Prompt | Turn every line of all the items below into a numbered list, leaving out any blank lines.

Extracted records
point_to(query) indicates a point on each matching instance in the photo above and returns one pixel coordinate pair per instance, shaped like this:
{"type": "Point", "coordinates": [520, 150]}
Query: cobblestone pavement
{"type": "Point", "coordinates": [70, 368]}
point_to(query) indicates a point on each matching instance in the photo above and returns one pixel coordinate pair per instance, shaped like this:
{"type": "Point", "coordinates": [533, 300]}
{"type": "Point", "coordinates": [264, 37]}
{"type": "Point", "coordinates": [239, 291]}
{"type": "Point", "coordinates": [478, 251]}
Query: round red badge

Task solution |
1. point_to(query) indicates a point on each matching instance in the photo above and returns one pixel coordinate pair per instance, shaped like this:
2. {"type": "Point", "coordinates": [520, 150]}
3. Query: cobblestone pavement
4. {"type": "Point", "coordinates": [70, 368]}
5. point_to(query) indicates a point on each matching instance in the photo above and returns one pixel coordinate pair per instance, shaped like this:
6. {"type": "Point", "coordinates": [533, 300]}
7. {"type": "Point", "coordinates": [264, 37]}
8. {"type": "Point", "coordinates": [239, 291]}
9. {"type": "Point", "coordinates": [478, 251]}
10. Query: round red badge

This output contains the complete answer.